== Selected passage ==

Now, the crisis at the border has become a proxy fight over the larger immigration bill, which was officially declared dead by even its most ardent supporters this summer.

The White House has said the president expects to receive recommendations from the Department of Homeland Security and the Justice Department by the end of the summer about how Mr. Obama could use his executive authority to make immigration enforcement more humane.

Now the president is also coming under pressure on both sides. Republicans are asserting that they do not trust him to enforce the existing immigration laws, and saying that anything else he does would only further poison the debate. Democrats facing tough re-election fights are urging the administration not to take further executive actions on immigration, warning it could hurt them back home with voters.

In a meeting with lawmakers on Thursday to discuss foreign policy, Mr. Obama told Senator John Cornyn, Republican of Texas, that he agreed with Republicans on 80 percent of the elements of the border legislation but disagreed on an important 20 percent: whether to offset the money and how to alter a 2008 law to allow American authorities to more quickly deport unaccompanied children, according to a White House official who spoke on the condition of anonymity.


The president said Republicans would have to think long and hard about why they would not act on the areas of consensus, the official added. The result, Mr. Obama said, is that he would have to act over the congressional recess to redirect funding in ways they would not like.

===
== Data ==

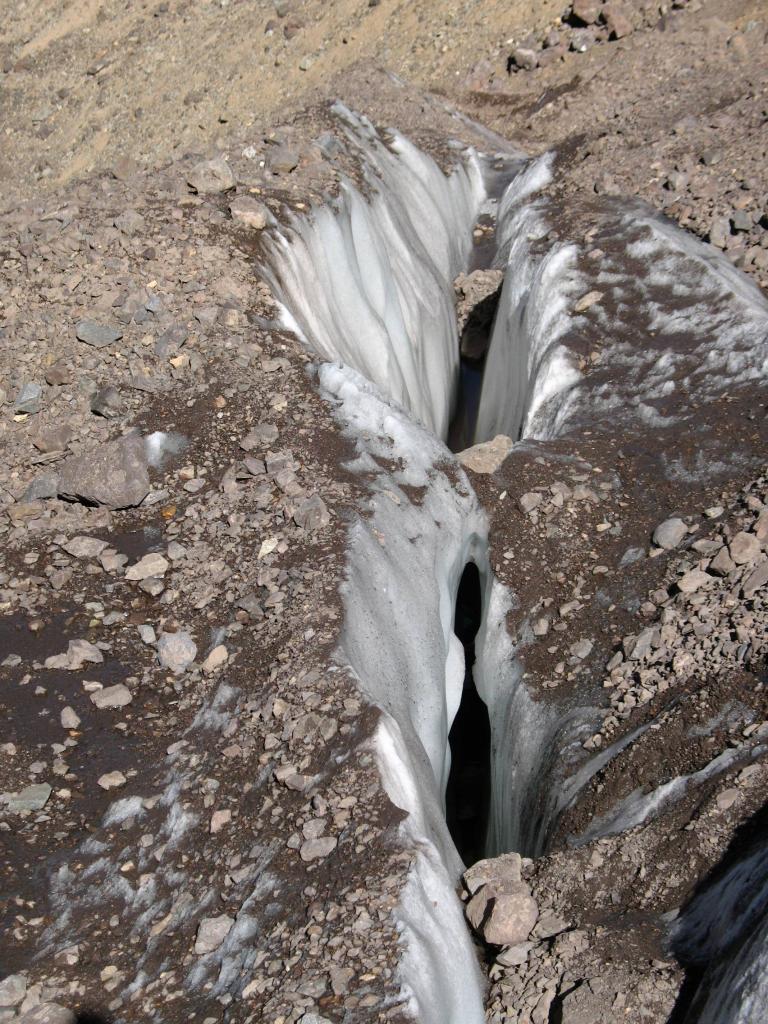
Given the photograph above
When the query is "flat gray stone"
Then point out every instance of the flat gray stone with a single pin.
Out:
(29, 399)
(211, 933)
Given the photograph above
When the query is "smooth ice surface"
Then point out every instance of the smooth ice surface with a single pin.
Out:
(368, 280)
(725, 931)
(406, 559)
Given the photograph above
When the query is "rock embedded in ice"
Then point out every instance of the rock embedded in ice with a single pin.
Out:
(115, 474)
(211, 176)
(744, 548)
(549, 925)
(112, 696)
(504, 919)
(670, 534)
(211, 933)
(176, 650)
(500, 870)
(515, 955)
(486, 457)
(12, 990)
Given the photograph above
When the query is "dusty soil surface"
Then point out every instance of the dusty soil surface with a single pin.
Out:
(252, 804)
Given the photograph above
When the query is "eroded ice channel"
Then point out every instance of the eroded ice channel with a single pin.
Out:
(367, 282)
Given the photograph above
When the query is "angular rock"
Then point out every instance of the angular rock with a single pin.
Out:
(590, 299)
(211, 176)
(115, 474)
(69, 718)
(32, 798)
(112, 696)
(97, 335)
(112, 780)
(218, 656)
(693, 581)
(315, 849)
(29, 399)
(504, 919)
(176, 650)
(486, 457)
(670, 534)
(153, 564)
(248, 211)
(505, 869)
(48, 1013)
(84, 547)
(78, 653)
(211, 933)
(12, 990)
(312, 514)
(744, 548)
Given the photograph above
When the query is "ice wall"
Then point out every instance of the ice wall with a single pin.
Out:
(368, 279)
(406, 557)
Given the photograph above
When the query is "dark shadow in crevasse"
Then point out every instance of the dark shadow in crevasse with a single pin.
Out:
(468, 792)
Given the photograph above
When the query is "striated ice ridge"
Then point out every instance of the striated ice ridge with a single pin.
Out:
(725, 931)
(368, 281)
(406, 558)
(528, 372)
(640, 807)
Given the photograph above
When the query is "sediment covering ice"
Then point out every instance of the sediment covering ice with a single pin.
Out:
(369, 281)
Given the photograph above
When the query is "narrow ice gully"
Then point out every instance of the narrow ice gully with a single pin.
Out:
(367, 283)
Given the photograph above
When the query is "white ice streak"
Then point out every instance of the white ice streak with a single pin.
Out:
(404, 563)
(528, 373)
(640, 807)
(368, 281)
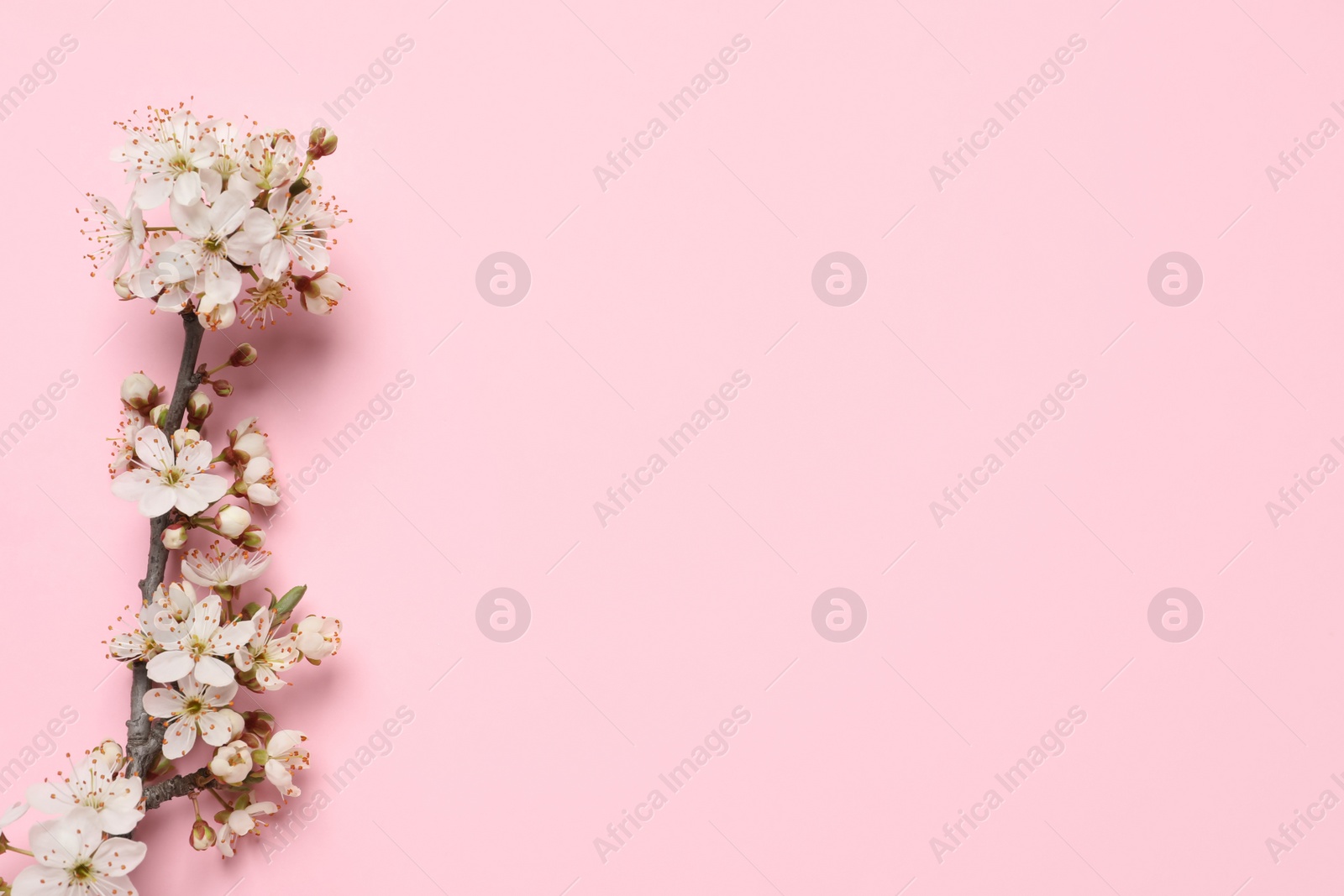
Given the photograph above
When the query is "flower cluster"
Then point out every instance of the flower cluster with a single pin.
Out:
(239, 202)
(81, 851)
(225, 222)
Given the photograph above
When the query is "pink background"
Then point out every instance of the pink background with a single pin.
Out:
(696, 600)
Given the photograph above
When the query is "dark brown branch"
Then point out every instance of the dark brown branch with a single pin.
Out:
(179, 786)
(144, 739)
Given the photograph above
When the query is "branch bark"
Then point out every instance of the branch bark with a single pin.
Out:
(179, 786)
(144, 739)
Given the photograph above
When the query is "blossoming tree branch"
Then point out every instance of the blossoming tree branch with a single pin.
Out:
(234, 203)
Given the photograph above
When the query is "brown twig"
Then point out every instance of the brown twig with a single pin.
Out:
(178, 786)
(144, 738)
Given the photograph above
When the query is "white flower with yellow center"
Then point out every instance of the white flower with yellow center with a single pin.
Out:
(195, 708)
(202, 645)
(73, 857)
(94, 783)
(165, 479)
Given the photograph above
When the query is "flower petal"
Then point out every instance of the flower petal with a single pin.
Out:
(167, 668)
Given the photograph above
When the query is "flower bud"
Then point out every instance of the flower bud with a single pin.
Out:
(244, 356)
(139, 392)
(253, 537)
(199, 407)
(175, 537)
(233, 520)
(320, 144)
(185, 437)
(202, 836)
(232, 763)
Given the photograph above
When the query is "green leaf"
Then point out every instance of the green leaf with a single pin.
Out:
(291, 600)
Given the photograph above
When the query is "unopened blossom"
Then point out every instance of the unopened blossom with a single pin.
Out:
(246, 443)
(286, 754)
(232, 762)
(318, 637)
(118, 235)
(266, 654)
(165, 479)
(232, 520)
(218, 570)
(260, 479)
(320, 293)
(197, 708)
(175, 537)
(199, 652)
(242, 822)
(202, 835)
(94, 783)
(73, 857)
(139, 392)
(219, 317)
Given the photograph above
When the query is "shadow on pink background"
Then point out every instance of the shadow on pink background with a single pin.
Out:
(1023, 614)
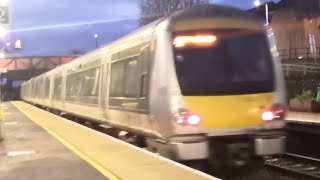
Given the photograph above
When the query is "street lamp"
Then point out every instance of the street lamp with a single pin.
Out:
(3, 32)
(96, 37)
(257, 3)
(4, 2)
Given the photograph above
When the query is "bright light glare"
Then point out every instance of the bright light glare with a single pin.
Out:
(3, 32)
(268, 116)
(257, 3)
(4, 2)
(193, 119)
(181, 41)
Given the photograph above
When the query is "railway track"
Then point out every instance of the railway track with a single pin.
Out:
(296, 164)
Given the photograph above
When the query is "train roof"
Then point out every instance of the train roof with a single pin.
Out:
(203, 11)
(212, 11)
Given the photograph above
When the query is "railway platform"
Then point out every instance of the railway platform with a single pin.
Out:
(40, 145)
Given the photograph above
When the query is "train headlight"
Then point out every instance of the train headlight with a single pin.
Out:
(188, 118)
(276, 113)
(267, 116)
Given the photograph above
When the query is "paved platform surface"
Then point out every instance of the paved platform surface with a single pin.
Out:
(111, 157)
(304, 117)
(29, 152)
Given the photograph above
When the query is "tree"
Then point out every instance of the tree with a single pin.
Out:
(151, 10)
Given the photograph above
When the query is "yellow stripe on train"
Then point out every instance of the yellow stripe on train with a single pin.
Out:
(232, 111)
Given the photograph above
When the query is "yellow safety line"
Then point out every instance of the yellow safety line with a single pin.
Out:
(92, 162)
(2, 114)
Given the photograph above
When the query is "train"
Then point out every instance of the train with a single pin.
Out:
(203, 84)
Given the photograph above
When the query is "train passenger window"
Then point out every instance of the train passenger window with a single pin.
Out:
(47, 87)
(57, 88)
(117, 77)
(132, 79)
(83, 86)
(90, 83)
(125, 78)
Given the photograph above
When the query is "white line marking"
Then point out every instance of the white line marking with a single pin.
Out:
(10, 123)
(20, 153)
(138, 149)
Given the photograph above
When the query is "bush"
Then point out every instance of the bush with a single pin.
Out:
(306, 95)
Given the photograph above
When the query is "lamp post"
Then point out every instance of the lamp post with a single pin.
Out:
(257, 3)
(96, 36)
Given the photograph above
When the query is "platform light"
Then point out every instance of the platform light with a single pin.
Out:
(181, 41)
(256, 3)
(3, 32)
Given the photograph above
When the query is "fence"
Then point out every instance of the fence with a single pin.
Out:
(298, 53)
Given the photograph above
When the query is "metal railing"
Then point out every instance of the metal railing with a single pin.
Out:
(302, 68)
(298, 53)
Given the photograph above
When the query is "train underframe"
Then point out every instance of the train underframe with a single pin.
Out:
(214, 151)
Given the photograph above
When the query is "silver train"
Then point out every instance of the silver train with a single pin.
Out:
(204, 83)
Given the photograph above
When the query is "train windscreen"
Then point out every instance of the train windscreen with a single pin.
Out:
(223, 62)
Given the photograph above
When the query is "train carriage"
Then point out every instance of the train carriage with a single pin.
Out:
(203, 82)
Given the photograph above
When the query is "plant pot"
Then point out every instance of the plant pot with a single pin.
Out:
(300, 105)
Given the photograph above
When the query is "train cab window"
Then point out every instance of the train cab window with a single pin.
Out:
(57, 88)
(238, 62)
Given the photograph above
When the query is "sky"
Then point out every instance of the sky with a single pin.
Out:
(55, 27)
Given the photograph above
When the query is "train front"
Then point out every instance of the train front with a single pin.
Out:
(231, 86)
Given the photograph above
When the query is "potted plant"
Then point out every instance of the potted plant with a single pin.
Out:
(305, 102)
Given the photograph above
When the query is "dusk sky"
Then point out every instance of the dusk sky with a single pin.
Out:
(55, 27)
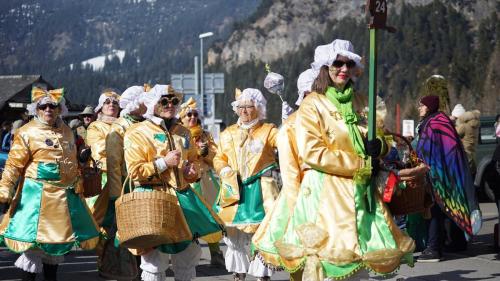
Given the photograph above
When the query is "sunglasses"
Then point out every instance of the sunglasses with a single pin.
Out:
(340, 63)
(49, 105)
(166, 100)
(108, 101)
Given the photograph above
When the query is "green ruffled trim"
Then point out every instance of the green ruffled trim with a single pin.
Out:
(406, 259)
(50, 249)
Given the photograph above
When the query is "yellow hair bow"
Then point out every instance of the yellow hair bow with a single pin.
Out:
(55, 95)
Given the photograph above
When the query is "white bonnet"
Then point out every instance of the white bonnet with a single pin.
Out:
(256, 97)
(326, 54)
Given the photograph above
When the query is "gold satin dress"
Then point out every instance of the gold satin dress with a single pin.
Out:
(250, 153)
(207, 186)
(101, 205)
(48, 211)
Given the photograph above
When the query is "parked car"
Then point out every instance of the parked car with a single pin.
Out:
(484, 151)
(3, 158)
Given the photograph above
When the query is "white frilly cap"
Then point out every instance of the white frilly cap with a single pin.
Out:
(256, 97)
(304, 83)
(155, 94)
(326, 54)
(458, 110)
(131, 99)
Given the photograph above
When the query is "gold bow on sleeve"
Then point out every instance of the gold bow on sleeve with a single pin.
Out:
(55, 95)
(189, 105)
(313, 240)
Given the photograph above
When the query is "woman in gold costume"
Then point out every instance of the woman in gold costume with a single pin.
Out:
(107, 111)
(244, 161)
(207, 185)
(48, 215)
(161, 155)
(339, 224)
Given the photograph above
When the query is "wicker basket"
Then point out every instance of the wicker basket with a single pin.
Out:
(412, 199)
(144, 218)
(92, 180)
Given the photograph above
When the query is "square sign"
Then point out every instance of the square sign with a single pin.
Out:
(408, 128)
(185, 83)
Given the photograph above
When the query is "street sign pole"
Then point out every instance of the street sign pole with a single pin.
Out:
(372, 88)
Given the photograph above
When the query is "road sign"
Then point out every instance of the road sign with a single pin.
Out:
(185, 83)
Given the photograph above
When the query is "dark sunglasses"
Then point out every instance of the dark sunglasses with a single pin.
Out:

===

In the immigration passage, rewrite the stretch that begins at "Now, the crisis" and stops after "enforcement more humane.", replacing "Justice Department" with "Department of Justice".

Now, the crisis at the border has become a proxy fight over the larger immigration bill, which was officially declared dead by even its most ardent supporters this summer.

The White House has said the president expects to receive recommendations from the Department of Homeland Security and the Department of Justice by the end of the summer about how Mr. Obama could use his executive authority to make immigration enforcement more humane.